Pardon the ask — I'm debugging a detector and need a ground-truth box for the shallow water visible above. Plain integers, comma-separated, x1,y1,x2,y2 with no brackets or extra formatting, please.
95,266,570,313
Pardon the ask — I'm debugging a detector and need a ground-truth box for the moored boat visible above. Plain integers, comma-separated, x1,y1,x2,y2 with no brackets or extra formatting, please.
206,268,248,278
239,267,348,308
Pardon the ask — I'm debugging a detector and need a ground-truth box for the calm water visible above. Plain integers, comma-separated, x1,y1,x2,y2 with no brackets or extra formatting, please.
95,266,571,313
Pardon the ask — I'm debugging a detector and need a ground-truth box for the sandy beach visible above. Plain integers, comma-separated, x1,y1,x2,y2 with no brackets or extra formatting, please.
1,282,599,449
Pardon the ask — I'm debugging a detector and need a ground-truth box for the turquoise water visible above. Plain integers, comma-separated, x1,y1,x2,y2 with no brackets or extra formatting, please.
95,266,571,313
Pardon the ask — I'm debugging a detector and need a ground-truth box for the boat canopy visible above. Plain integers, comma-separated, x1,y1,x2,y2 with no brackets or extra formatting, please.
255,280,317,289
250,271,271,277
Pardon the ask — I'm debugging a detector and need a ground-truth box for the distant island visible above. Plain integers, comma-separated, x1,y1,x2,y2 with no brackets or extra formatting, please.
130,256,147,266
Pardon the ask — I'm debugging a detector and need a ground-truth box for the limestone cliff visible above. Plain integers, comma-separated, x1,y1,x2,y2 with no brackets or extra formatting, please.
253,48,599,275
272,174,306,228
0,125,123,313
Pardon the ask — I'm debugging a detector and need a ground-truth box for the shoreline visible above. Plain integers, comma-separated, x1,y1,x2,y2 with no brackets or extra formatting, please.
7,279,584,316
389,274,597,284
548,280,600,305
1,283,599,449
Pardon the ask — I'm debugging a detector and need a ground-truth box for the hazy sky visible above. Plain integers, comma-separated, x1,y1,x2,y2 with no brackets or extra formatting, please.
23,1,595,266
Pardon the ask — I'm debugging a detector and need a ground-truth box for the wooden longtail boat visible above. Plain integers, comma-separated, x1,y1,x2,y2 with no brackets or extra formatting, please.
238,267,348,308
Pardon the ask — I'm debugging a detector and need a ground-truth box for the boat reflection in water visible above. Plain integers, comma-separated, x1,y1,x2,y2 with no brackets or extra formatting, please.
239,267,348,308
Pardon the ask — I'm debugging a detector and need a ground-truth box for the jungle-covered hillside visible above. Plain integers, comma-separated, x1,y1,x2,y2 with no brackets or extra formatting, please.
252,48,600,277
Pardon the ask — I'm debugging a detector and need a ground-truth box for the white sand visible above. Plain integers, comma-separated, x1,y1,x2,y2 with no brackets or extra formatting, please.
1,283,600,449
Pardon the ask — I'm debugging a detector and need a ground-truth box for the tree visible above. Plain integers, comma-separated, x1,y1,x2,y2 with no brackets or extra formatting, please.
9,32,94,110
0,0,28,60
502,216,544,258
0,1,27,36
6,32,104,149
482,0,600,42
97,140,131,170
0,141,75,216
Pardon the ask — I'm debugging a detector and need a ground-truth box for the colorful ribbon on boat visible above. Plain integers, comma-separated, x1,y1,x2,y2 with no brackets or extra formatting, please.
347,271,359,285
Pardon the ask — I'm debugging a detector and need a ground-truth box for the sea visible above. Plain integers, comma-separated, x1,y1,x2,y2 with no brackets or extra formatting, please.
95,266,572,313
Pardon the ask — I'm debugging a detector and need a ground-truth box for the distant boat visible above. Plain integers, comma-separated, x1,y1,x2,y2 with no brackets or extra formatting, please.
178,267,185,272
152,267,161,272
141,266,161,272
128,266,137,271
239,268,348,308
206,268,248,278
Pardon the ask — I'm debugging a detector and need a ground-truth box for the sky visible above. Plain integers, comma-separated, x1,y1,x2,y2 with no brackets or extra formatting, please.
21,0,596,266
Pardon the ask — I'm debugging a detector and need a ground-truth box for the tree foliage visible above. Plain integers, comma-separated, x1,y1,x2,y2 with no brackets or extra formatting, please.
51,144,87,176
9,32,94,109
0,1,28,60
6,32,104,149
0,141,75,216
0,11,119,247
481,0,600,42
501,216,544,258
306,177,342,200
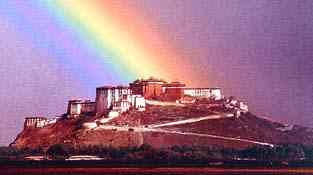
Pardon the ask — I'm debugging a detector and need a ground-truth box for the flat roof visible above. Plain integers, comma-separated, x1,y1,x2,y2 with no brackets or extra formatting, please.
25,117,47,120
131,78,167,84
70,101,96,104
96,85,130,90
69,99,92,102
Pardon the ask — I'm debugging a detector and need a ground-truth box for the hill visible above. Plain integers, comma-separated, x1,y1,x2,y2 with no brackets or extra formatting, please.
10,102,313,150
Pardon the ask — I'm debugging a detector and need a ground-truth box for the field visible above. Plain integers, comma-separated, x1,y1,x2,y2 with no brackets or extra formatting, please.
3,167,313,175
3,160,313,175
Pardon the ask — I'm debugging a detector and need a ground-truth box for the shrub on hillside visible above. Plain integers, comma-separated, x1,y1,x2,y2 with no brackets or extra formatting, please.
46,144,71,160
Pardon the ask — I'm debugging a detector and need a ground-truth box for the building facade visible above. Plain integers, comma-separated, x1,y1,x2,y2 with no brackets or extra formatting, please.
24,117,48,128
183,88,222,100
209,88,223,100
162,82,186,101
112,100,131,113
129,78,166,99
24,117,60,128
96,86,132,115
67,100,96,118
131,95,146,111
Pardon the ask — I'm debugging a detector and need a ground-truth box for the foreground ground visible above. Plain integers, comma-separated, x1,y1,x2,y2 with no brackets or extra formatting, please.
3,167,313,175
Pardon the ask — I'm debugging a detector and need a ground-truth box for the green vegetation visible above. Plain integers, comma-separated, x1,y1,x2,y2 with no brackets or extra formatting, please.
0,146,44,160
2,144,313,162
46,144,71,160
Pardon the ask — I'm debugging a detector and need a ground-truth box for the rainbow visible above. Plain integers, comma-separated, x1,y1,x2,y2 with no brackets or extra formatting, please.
1,1,198,86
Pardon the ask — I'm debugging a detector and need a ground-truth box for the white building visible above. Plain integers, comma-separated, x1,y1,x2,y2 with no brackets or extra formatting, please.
96,86,146,115
36,119,48,128
24,117,47,128
24,117,59,128
47,117,60,125
67,100,96,118
210,88,223,100
113,100,131,113
183,88,222,100
96,86,132,114
131,95,146,111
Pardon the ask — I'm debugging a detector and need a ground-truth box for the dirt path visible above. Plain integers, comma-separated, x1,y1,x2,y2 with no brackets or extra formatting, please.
148,114,234,128
95,123,274,147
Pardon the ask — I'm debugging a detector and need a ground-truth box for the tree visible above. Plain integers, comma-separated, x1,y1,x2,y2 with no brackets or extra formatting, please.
275,144,305,160
0,147,19,160
46,144,70,160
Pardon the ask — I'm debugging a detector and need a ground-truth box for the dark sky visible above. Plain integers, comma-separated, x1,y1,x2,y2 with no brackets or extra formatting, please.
139,0,313,124
0,0,312,145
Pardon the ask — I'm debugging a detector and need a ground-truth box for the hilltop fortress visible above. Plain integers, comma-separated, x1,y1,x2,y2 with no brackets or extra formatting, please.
24,77,247,129
95,77,223,115
15,78,313,151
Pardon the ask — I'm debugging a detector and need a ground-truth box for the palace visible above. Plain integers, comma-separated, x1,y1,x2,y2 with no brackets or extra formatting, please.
24,77,231,128
94,77,224,116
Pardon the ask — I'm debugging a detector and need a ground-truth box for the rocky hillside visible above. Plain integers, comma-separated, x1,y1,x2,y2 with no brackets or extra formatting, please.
11,103,313,150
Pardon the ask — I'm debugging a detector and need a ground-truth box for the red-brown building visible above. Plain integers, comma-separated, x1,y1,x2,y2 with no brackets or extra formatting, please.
130,78,188,101
162,82,186,101
129,78,166,99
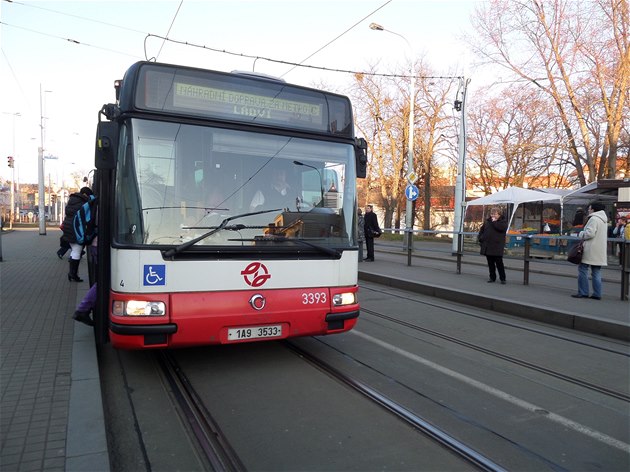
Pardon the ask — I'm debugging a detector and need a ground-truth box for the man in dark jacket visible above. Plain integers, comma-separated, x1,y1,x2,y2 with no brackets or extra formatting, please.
363,205,381,262
62,187,93,282
478,207,508,284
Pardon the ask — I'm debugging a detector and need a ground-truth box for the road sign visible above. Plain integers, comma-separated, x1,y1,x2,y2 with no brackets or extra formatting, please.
405,184,419,201
406,171,417,184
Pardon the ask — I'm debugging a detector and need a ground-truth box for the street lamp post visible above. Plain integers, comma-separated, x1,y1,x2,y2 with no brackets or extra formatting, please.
451,77,470,254
38,85,52,235
369,23,415,250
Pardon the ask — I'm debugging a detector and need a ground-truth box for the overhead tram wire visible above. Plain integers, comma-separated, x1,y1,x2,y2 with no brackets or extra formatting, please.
4,0,148,35
153,0,184,62
144,33,462,82
0,21,142,59
279,0,393,78
2,5,462,82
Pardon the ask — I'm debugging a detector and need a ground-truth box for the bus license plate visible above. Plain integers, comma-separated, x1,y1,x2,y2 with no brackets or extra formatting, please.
227,325,282,341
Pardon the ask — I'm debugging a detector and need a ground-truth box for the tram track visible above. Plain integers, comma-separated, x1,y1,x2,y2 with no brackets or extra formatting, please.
157,351,246,472
284,340,507,472
358,292,630,403
362,285,629,355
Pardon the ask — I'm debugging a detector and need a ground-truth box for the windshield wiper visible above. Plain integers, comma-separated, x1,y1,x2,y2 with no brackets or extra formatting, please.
231,236,341,257
143,206,229,212
163,208,282,257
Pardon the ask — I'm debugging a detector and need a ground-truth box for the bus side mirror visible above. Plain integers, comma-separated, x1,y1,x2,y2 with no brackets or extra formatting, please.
95,121,119,170
355,137,368,178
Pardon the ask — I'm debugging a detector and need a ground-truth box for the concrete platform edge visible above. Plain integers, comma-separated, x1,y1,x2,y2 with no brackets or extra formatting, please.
359,271,629,342
67,306,110,471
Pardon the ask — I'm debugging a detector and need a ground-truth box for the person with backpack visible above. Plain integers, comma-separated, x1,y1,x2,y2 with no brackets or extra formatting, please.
62,187,94,282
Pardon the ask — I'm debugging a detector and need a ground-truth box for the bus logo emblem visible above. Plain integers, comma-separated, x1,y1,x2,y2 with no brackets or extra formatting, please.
249,294,266,311
241,262,271,287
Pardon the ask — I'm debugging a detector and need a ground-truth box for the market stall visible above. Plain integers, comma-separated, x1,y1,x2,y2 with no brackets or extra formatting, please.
465,187,562,252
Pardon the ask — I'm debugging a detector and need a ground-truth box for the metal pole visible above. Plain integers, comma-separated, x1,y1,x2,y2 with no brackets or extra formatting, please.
3,112,20,229
369,23,415,251
38,84,46,235
406,59,415,252
451,78,470,254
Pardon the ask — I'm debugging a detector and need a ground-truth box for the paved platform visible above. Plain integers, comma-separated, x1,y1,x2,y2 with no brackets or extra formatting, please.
360,243,630,341
1,229,628,471
1,228,108,471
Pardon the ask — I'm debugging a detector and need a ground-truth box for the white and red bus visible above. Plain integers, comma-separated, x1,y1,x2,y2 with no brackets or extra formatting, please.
93,61,368,349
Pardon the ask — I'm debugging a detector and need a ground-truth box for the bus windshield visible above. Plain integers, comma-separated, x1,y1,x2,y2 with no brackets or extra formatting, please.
115,118,356,252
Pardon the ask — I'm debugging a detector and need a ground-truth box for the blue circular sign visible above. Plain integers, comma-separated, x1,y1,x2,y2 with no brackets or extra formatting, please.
405,184,419,201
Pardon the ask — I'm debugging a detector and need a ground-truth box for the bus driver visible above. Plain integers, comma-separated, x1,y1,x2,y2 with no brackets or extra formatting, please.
250,167,294,211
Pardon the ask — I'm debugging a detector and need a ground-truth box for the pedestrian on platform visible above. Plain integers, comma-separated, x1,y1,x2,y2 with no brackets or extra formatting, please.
572,202,608,300
573,207,585,226
62,186,93,282
357,208,365,262
612,216,627,264
73,283,97,326
363,204,381,262
57,229,70,259
73,234,99,326
478,207,508,284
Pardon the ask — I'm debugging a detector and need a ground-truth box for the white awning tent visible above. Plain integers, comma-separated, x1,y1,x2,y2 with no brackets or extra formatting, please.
539,183,616,232
467,185,617,233
466,187,561,230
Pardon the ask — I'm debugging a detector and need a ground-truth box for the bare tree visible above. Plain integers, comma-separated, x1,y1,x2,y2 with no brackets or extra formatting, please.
413,74,456,230
468,85,576,192
350,67,406,228
468,0,629,184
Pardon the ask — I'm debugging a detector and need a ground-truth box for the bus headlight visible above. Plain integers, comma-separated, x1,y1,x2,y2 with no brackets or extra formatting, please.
332,292,356,306
113,300,166,316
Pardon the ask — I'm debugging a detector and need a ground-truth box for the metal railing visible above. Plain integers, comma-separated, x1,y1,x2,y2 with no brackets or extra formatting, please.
376,228,629,301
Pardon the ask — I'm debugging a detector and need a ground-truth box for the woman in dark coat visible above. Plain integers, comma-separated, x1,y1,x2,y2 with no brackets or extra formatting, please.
478,207,508,284
62,187,93,282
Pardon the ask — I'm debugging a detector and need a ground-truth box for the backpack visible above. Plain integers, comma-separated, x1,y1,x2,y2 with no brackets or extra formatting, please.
73,195,97,244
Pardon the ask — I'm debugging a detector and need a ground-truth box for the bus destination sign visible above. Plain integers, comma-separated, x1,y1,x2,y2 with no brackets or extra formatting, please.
172,82,323,124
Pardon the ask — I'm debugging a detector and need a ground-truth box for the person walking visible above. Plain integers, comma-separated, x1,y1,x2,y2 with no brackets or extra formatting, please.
612,216,627,265
572,202,608,300
62,186,93,282
56,231,70,259
73,283,97,326
357,208,365,262
363,204,381,262
478,207,508,284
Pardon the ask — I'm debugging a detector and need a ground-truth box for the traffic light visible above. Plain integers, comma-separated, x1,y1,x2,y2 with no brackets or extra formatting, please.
7,156,14,168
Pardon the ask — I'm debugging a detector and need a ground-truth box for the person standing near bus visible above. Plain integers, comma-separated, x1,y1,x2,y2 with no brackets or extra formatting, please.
62,186,93,282
572,202,608,300
357,207,365,262
478,207,508,284
363,204,381,262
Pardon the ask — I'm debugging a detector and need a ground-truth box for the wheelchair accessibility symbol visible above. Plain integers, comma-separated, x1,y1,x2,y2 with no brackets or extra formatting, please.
143,265,166,286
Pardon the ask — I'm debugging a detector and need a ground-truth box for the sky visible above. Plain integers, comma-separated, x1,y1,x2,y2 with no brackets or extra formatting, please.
0,0,482,187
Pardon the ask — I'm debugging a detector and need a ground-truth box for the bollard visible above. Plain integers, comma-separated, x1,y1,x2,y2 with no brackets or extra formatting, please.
456,231,463,275
622,241,629,301
523,236,531,285
406,228,412,267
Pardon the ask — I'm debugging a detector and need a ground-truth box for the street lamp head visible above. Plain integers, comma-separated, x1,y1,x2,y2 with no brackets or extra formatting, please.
369,22,384,31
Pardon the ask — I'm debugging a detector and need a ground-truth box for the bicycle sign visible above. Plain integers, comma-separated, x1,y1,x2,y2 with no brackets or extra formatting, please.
143,265,166,286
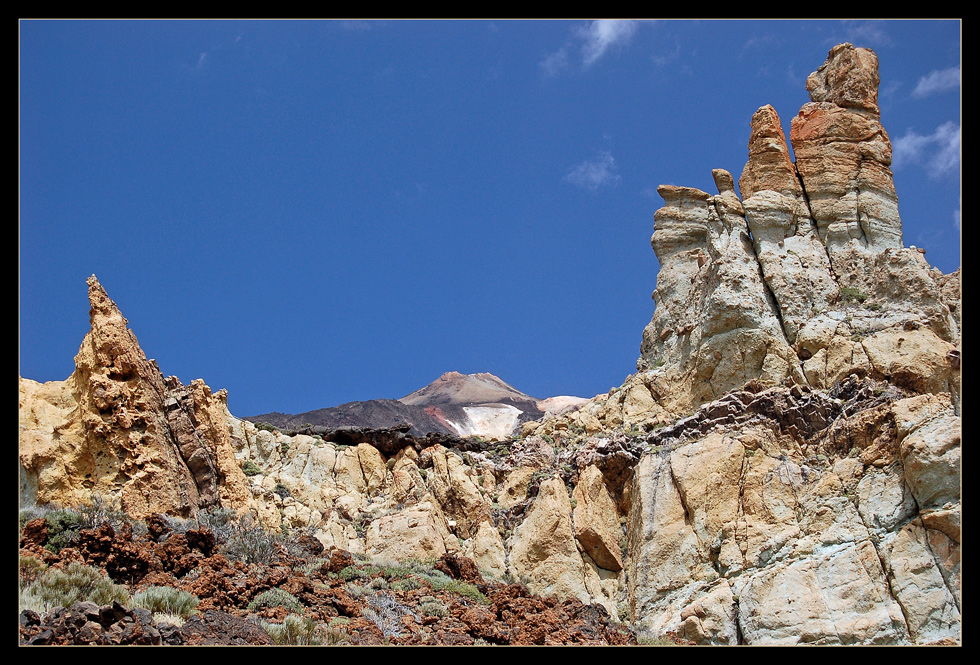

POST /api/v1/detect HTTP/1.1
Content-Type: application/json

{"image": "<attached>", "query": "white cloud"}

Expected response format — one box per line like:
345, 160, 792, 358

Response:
564, 151, 621, 191
912, 66, 961, 98
541, 19, 645, 75
839, 20, 893, 48
579, 20, 640, 67
892, 122, 961, 178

◆ WHAT THE EXERCISE ASKS
Respond with the lines above, from the one that holds "Content-Type: application/json" to the end of the listing, each repeated exactly, and with no other material.

◆ ANSWER AREA
Content-Type: application/json

{"image": "<attached>", "query": "white cloud"}

Expected response format — one box per line like:
345, 160, 792, 358

Response:
564, 151, 621, 191
912, 66, 961, 98
541, 19, 645, 75
839, 20, 893, 48
579, 20, 640, 67
892, 122, 961, 178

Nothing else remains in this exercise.